— Start Exercise material —

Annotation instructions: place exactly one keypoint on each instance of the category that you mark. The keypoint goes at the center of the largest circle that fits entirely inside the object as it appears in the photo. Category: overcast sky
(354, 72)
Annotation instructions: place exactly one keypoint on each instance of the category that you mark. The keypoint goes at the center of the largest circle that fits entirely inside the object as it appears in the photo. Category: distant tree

— End Exercise material —
— Start Exercise material —

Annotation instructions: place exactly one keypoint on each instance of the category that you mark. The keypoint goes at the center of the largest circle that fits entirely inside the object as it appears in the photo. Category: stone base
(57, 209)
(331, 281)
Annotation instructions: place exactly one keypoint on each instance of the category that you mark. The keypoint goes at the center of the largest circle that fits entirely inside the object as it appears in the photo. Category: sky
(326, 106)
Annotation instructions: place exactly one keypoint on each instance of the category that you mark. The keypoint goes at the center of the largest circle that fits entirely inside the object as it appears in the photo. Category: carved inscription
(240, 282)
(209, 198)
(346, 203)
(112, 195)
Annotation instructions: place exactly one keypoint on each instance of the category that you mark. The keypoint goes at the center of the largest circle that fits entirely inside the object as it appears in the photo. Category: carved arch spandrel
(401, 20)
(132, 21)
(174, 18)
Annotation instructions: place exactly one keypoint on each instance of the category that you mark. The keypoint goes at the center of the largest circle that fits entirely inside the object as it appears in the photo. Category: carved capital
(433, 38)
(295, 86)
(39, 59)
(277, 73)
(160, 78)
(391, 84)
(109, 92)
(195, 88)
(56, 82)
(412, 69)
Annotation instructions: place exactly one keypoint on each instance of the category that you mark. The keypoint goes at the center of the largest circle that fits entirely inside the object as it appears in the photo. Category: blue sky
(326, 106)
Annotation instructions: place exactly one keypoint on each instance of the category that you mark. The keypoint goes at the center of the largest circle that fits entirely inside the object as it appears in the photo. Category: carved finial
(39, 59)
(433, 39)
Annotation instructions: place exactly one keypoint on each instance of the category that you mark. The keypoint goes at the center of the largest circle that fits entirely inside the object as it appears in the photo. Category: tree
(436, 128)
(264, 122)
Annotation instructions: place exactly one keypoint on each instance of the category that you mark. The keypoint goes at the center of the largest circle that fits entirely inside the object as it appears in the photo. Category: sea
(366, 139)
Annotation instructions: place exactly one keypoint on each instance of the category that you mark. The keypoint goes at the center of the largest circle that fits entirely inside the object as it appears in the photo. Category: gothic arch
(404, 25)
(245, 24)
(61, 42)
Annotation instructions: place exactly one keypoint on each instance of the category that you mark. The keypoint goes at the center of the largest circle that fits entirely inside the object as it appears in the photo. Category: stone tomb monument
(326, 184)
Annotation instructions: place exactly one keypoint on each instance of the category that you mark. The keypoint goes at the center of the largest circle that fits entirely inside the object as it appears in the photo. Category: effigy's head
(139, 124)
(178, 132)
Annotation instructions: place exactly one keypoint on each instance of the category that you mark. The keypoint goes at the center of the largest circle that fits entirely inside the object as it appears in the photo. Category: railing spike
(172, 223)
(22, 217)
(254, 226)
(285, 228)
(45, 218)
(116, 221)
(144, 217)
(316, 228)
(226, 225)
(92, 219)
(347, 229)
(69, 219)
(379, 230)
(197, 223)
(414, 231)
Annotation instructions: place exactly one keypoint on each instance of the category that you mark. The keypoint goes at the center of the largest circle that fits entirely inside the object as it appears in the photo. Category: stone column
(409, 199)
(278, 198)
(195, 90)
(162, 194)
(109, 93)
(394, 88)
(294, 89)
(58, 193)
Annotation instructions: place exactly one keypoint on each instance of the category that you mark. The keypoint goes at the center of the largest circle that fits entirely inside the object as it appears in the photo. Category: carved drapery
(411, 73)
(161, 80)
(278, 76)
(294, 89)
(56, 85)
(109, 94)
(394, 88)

— End Exercise material —

- What is being asked
Change every "keypoint" to "marker" in the stretch of material from the line containing "Category: overcast sky" through the line containing "Category: distant tree". Give back only those lines, with everything else left as it is.

- The completed task
Annotation instructions: place exactly one marker on each instance of the category that you mark. The marker goes at the center of the largest circle that fits entirely inside the object as it appears in the photo. Category: overcast sky
(354, 72)
Annotation instructions: place exactly one marker on each instance of the category that you mark. The marker goes at the center of the largest circle that fits entirely inside the object as it appears in the photo. Category: distant tree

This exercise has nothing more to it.